*Text extract*
● ● ● ● ● ● ●
Morse Arberry is a likable guy with charm galore and a great laugh. But when it comes to his work ethic, I can’t be quite so complimentary.
Chief District Judge Art Ritchie and Chief Las Vegas Justice of the Peace Ann Zimmerman don’t know they’re buying a pig in a poke as they defend their foolish move to hire Arberry as the lobbyist to represent Clark County judges for $124,000 over two years.
Ritchie may believe, since Arberry has been chairman of Assembly Ways and Means, he’s a budget whiz.
But anyone who has ever covered the Nevada Legislature knows “Moose” Arberry relies heavily on staff, is often late or misses meetings and isn’t as knowledgeable about budget details as is presumed. The vice chair of the committee did the heavy lifting.
Ritchie assumes Arberry will be reading and tracking hundreds of bills pertaining to the county courts. That’s not Arberry’s style. His skill is schmoozing. He’s not a detail guy. If he were a detail guy he would pay his taxes on time.
● ● ● ● ● ● ●
[Entries from a point-annotation set]
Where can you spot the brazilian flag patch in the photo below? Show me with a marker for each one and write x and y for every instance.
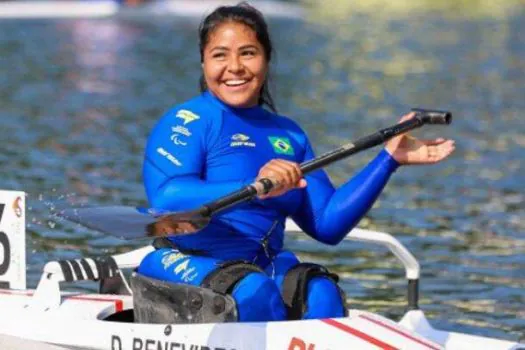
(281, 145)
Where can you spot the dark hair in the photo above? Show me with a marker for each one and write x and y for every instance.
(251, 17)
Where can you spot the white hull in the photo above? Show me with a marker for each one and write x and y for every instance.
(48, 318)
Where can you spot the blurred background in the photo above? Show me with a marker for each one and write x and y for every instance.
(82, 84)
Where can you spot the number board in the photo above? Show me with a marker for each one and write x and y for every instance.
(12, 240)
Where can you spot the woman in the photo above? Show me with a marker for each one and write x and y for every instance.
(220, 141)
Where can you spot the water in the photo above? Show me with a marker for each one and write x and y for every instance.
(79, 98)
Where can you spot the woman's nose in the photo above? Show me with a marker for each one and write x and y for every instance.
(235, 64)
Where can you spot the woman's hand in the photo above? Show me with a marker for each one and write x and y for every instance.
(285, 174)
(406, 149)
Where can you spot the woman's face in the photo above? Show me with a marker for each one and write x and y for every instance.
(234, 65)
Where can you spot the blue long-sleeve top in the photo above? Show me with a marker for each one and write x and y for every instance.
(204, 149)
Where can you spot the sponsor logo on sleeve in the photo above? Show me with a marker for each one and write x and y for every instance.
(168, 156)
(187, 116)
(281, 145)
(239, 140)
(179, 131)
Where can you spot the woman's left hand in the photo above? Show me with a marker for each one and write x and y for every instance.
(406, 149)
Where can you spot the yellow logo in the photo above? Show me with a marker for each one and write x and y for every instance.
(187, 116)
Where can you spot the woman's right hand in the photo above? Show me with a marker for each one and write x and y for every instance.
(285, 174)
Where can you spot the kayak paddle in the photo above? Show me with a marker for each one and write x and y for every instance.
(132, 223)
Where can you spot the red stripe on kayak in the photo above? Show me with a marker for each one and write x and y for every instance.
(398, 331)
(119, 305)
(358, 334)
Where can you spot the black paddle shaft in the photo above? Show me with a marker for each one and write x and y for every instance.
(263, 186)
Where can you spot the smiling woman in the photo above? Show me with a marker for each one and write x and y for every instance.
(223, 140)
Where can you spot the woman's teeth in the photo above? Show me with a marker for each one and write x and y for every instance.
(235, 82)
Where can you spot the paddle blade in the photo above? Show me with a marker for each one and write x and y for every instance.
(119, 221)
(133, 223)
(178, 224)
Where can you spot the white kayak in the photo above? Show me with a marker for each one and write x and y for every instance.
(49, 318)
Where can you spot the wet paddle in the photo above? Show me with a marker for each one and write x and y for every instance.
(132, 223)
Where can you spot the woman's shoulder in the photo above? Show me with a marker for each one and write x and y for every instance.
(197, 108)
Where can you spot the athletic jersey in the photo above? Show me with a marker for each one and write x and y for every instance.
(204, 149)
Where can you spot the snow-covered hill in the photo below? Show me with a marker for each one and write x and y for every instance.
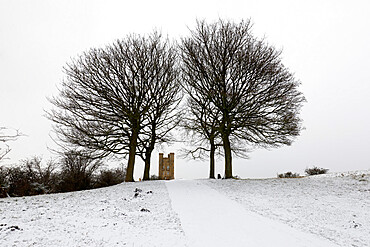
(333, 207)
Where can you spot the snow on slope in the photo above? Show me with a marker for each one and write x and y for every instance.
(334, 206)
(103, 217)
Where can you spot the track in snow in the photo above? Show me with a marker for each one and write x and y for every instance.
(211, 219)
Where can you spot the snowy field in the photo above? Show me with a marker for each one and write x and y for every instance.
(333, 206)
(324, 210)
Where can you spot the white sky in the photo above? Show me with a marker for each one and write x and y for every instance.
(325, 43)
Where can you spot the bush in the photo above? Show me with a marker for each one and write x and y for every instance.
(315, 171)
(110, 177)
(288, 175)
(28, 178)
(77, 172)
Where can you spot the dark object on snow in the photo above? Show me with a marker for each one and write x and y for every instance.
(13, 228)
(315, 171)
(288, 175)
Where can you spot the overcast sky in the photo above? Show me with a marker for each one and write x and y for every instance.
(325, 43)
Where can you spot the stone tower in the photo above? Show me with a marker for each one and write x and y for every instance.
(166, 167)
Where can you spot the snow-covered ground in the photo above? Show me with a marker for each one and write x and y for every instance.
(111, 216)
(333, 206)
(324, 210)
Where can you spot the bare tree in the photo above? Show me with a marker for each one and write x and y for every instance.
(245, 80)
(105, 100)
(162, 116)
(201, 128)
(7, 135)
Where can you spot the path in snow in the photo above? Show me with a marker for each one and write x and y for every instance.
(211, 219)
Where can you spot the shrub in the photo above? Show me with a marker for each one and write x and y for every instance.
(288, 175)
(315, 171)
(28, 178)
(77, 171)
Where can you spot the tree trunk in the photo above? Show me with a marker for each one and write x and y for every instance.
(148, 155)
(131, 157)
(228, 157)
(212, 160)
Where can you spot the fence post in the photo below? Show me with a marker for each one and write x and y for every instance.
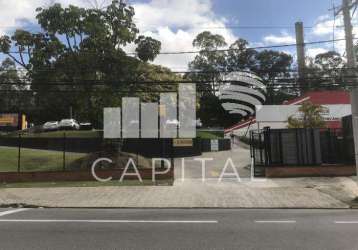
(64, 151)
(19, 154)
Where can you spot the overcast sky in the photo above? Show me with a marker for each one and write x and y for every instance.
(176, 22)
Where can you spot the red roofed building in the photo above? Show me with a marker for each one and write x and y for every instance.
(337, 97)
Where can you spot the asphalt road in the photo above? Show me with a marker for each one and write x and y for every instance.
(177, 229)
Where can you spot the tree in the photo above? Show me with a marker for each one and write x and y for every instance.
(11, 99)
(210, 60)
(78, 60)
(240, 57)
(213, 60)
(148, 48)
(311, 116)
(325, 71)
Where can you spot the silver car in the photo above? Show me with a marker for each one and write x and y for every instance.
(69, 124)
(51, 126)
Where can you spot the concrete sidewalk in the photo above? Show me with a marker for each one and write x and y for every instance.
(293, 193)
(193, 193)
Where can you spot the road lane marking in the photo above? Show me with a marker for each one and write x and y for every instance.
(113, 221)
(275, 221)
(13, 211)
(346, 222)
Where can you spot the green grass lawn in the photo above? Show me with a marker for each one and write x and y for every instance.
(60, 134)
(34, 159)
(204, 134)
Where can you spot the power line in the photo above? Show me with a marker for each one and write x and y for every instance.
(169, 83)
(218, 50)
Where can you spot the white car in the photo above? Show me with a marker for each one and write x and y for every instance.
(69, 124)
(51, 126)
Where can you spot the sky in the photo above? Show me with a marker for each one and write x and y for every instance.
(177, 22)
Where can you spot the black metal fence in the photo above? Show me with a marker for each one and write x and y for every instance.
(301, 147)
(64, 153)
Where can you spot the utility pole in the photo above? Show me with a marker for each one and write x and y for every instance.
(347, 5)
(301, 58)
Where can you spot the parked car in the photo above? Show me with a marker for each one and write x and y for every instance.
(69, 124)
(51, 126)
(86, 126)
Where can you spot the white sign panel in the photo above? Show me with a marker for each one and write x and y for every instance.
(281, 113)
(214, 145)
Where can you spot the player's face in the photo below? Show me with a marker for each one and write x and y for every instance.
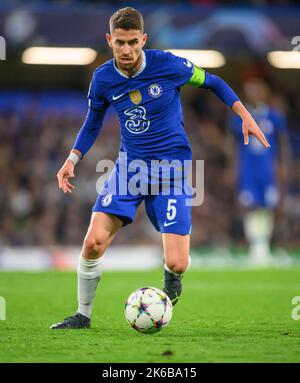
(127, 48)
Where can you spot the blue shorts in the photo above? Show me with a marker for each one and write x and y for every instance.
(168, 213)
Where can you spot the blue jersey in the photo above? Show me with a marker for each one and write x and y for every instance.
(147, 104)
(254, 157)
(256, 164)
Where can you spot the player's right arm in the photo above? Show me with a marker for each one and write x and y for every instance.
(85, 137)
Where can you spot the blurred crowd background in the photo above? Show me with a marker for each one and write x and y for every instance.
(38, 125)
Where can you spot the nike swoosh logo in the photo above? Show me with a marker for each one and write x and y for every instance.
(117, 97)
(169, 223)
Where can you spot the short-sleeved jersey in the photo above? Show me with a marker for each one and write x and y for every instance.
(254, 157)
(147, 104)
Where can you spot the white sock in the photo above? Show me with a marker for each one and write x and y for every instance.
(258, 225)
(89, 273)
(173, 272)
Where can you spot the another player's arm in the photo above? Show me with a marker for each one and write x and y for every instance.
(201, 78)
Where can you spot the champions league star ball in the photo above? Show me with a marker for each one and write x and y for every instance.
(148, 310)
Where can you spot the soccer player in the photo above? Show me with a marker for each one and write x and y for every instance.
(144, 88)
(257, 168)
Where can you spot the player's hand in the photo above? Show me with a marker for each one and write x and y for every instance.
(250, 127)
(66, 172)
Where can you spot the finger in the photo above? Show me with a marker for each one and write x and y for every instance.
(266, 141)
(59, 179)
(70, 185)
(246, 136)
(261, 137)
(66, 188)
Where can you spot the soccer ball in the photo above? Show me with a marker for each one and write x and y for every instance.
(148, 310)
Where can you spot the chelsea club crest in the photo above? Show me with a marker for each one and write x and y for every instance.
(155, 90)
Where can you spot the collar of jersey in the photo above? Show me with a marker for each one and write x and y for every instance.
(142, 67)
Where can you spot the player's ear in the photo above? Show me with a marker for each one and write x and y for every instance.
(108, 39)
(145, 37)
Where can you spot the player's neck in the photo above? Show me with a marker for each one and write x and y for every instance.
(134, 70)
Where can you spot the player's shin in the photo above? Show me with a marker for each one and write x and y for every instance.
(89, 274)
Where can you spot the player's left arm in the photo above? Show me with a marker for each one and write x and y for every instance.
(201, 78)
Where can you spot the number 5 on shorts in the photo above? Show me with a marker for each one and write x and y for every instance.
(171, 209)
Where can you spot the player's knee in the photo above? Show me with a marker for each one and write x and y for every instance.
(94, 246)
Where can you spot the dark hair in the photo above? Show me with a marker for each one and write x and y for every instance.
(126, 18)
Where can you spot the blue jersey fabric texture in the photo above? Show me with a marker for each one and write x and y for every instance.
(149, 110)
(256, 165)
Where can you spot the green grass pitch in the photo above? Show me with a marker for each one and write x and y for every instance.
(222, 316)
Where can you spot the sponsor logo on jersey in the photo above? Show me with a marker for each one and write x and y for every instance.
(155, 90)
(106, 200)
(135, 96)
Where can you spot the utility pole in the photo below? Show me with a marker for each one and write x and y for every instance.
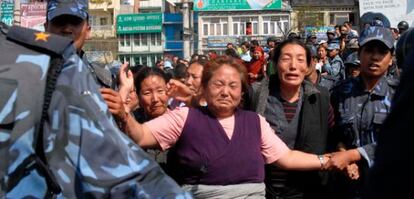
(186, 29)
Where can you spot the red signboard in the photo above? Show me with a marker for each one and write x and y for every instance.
● ● ● ● ● ● ●
*To be done*
A – From the column on Morse Arberry, quote the passage starting at "Chief District Judge" and ending at "taxes on time.".
B – Answer these questions about the column on Morse Arberry:
(i) How much is Arberry to be paid as the judges' lobbyist, and over what period?
(ii) Which Assembly committee has Arberry chaired?
(iii) What does the column name as Arberry's skill?
C – Proceed with the column on Morse Arberry, picking up after its final sentence.

*Replies*
A –
Chief District Judge Art Ritchie and Chief Las Vegas Justice of the Peace Ann Zimmerman don’t know they’re buying a pig in a poke as they defend their foolish move to hire Arberry as the lobbyist to represent Clark County judges for $124,000 over two years.
Ritchie may believe, since Arberry has been chairman of Assembly Ways and Means, he’s a budget whiz.
But anyone who has ever covered the Nevada Legislature knows “Moose” Arberry relies heavily on staff, is often late or misses meetings and isn’t as knowledgeable about budget details as is presumed. The vice chair of the committee did the heavy lifting.
Ritchie assumes Arberry will be reading and tracking hundreds of bills pertaining to the county courts. That’s not Arberry’s style. His skill is schmoozing. He’s not a detail guy. If he were a detail guy he would pay his taxes on time.

B –
(i) $124,000 over two years
(ii) Assembly Ways and Means
(iii) Schmoozing

C –
By reaching out to the Democrat first elected in 1984, Ritchie should have known he was stepping in the muck. Perhaps, if he’d consulted with other judges, he would have received some feedback earlier from people like District Judge Susan Johnson, who said someone lobbying for the courts should have “the highest integrity.”
Arberry cannot look you in the eye and claim that virtue without laughing.
He tends to laugh and walk away when reporters ask him about well-publicized issues such as not paying his taxes and not living in his district.
Ritchie and Zimmerman should have been able to recognize Arberry was no stranger to bending the rules of ethics and conflicts of interest, since they were negotiating a lobbying contract with a man who hadn’t yet resigned from the Assembly.
Wonder how many other clients Arberry has been lining up between the time he formed his business in June and when he resigned the Assembly Sept. 1? Since he’s no longer a legislator, state ethics laws don’t apply to him anymore.
Arberry wasn’t hired for his juice, according to Ritchie. “That’s insulting to him and not why he was hired. We expect to get insight from him. It’s what he did there, not who he knows.”
But Arberry has a reputation for being there for his friends. In the 2001 session, there were two bills introduced to raise salaries for all the county officials, from commissioners to sheriffs. Those bills died.
There was a bill to raise the district court judges’ salaries from $107,600 to $140,000. That bill passed. Somehow, the judges got raises when other county elected officials did not.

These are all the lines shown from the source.